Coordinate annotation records
[BEGIN]
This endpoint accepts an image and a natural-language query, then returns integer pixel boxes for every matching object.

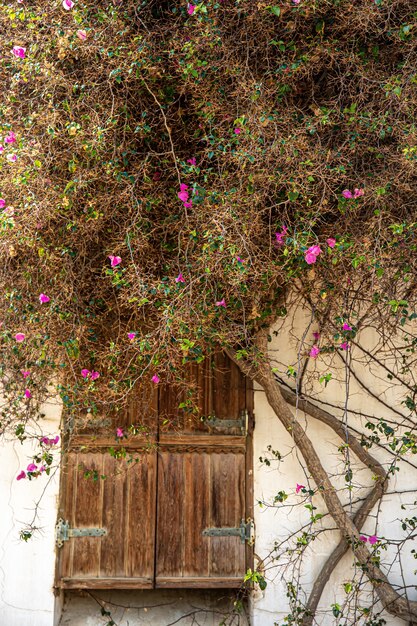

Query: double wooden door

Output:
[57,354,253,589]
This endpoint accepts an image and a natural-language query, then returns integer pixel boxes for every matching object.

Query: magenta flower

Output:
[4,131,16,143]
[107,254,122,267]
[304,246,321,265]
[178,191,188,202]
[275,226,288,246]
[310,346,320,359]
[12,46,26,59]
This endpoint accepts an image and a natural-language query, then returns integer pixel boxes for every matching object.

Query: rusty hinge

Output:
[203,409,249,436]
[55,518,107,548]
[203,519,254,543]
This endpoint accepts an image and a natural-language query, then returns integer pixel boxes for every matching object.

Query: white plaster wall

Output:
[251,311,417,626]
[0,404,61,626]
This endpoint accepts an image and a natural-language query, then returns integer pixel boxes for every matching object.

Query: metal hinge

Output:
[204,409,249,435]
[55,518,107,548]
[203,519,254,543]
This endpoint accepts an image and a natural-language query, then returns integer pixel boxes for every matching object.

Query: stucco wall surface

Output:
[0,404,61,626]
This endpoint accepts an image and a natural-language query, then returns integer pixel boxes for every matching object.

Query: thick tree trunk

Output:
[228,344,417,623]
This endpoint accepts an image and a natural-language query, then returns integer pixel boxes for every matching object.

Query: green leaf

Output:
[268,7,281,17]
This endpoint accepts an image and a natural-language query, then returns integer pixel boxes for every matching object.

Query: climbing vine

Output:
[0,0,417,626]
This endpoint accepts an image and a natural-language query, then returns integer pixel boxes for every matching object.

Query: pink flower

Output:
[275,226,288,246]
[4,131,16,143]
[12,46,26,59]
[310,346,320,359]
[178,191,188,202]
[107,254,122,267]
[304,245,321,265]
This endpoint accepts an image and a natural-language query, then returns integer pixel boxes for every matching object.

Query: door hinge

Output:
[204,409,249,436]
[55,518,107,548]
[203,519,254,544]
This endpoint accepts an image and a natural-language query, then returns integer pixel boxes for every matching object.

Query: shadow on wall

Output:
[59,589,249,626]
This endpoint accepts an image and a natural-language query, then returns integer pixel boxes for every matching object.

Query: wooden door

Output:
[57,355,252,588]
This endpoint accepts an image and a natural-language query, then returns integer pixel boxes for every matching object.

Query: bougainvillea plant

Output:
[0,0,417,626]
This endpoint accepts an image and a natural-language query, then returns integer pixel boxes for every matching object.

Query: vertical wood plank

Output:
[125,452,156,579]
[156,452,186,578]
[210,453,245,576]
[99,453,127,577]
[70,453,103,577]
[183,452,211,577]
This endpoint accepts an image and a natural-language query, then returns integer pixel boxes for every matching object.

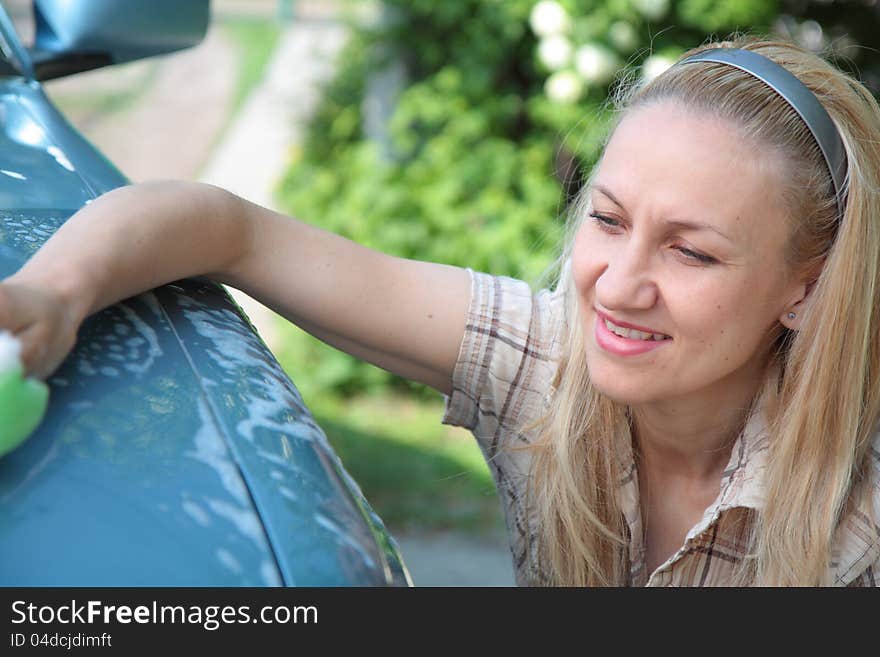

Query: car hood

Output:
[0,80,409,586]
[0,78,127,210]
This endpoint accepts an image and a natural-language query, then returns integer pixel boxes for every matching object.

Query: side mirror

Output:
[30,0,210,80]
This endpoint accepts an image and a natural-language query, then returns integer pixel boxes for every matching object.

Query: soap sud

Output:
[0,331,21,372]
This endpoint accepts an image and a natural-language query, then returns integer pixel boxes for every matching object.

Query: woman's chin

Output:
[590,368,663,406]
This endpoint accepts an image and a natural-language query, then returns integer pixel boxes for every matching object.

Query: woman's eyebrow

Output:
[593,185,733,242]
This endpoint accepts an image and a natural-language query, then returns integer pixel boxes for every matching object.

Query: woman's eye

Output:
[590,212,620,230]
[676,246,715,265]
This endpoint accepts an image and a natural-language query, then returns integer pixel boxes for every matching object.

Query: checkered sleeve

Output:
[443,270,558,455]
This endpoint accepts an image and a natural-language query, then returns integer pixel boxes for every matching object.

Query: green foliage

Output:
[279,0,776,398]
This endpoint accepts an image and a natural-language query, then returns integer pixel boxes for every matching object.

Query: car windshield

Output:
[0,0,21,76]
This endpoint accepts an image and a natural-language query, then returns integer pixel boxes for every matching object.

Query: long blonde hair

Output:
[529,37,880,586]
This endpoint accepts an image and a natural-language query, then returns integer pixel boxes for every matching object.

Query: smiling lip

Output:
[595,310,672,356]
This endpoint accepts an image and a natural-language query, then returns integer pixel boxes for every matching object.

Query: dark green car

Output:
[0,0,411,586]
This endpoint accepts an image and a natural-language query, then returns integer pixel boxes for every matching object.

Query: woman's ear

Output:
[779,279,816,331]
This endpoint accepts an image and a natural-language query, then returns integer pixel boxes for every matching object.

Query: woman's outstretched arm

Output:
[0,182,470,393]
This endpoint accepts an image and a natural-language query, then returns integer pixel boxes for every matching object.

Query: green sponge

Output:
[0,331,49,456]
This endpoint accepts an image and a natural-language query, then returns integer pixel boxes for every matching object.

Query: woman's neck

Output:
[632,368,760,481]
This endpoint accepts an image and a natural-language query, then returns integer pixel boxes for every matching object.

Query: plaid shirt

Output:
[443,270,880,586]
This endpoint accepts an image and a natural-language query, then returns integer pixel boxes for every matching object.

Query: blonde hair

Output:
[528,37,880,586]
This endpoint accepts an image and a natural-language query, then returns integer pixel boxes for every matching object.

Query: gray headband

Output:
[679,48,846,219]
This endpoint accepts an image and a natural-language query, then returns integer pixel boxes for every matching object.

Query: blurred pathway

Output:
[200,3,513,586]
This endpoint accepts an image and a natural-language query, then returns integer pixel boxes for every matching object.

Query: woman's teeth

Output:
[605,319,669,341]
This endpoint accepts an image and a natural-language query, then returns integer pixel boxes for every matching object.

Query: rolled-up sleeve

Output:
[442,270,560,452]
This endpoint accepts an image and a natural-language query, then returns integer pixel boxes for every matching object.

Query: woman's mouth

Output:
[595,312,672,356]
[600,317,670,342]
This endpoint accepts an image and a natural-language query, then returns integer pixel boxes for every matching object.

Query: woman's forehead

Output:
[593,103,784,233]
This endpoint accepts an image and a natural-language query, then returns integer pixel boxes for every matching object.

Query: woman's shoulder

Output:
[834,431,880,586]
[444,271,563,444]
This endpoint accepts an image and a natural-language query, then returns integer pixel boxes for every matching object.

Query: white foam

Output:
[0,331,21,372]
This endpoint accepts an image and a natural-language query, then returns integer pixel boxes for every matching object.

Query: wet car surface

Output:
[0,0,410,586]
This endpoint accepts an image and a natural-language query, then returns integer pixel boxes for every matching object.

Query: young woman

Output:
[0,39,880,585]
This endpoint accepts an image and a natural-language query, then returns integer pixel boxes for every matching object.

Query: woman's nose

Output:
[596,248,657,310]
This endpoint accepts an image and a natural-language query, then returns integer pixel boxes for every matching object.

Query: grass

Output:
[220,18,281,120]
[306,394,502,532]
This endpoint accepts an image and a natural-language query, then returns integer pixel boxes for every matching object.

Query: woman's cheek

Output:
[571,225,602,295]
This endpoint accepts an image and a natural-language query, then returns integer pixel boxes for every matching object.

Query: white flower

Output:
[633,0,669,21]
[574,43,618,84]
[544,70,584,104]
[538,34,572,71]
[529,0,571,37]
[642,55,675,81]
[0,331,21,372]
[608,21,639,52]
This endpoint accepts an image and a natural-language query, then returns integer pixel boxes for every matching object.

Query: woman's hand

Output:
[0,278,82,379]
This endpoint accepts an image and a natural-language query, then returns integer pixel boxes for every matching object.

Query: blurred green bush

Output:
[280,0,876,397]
[END]
[BEGIN]
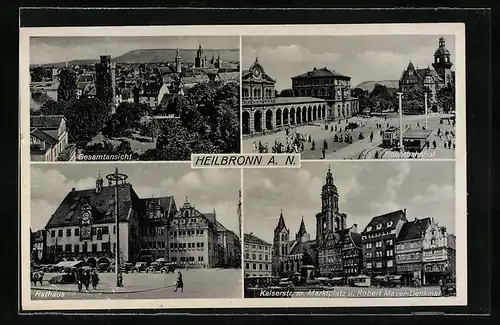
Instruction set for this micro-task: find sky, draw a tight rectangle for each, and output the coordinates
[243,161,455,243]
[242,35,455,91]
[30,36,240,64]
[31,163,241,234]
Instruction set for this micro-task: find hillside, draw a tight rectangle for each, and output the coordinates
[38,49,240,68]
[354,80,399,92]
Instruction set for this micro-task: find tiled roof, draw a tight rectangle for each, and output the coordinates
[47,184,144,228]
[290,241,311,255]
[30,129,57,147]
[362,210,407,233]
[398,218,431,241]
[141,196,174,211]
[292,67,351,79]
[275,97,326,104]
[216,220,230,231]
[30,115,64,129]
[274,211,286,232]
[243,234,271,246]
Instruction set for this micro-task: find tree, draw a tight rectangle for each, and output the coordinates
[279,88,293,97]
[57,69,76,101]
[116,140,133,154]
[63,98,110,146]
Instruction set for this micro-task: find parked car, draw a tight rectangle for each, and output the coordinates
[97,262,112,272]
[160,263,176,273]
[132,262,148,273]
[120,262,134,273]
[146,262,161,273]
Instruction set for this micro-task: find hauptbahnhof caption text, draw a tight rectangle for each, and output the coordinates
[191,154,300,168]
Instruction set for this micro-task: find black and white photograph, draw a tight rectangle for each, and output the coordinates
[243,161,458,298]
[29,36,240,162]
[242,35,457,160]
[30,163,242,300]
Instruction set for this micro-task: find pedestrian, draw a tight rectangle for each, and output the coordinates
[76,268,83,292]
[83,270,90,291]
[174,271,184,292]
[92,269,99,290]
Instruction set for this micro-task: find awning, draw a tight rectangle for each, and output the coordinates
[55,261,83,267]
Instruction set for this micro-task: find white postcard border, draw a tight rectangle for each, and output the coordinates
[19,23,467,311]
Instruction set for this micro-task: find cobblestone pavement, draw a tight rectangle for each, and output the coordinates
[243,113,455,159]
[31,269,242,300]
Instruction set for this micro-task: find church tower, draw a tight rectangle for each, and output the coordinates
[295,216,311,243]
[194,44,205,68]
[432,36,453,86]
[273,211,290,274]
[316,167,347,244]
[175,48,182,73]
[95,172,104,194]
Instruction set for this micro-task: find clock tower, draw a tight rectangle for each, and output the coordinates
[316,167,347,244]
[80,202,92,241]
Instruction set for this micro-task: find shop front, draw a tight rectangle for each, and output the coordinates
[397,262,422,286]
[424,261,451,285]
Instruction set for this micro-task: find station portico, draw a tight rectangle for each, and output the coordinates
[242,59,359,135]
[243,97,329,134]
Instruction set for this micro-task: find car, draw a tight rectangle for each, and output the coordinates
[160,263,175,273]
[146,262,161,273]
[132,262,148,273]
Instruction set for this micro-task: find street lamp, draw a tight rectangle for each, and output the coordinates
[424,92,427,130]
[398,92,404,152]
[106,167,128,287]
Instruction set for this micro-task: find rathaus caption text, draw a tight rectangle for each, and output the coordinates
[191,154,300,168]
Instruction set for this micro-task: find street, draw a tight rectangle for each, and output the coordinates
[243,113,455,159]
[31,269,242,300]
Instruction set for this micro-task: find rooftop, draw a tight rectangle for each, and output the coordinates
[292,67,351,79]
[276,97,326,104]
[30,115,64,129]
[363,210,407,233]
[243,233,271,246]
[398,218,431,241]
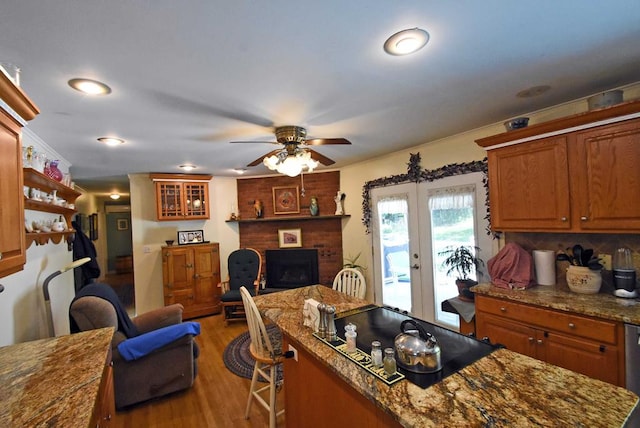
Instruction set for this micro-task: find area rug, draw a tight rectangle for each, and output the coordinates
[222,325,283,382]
[END]
▶ [DESCRIPTION OF THE TASK]:
Format the lines running from the one containing "Instruction set for this micro-task: find sky, draw" through the one containing "[95,172,104,194]" as a numbered list, leaving out any blank lines.

▶ [WRITTEN REPLY]:
1. Instruction set for this micro-task: find sky, draw a tight rectangle for each, and output the coordinates
2. [243,161,455,243]
3. [242,35,455,91]
4. [30,36,240,64]
5. [31,163,241,234]
6. Instruction set for this micro-task: find hillside, draw a tight rectangle for each, and output the coordinates
7. [38,49,240,68]
8. [354,80,399,92]
9. Instruction set for this micro-task: find tiled roof, draw a tight rectangle for each, and output the coordinates
10. [47,184,144,228]
11. [290,241,311,255]
12. [30,129,57,147]
13. [362,210,407,233]
14. [398,218,431,241]
15. [141,196,174,211]
16. [292,67,351,79]
17. [275,97,326,104]
18. [216,220,230,231]
19. [30,115,64,129]
20. [274,211,286,232]
21. [243,234,271,246]
22. Instruction set for this micro-task: find tree, draw a tight rectangle for each, and output the coordinates
23. [279,88,293,97]
24. [57,69,76,101]
25. [116,140,133,154]
26. [63,98,110,146]
27. Instruction set for this micro-task: find parked car, draw a tight rectangle for each, and output the coordinates
28. [97,262,112,272]
29. [160,263,176,273]
30. [132,262,148,273]
31. [120,262,134,273]
32. [146,262,161,273]
33. Instruction set for this micro-task: find hauptbahnhof caption text, draw a tight rectangle for each, and output the coordinates
34. [191,154,300,168]
35. Instruction set for this micro-task: find black and white photograph, draw a tight rectangle for each, and output the coordinates
36. [243,161,458,298]
37. [29,36,240,162]
38. [242,35,457,160]
39. [30,163,242,300]
40. Instruction set for this micro-task: find pedestrian, draw a tight rectangle for each, and output the coordinates
41. [76,268,83,292]
42. [83,270,90,291]
43. [174,271,184,292]
44. [92,269,99,290]
45. Instruction set for this micro-task: find awning, draw a tight rectangle for each, and output the coordinates
46. [55,261,83,267]
47. Instruction set for this micro-task: find white postcard border, draw a tight rectangle for each, and output the coordinates
48. [19,23,467,311]
49. Instruction set for this micro-task: find cobblestone pavement, draw a tight rectangle for each, and output the coordinates
50. [243,113,455,159]
51. [31,269,242,300]
52. Instruction set for this micro-task: find church tower, draw a tight rectangle for each, and output the coordinates
53. [295,216,311,243]
54. [194,44,205,68]
55. [432,36,453,86]
56. [273,211,290,274]
57. [316,167,347,244]
58. [175,48,182,73]
59. [95,172,104,194]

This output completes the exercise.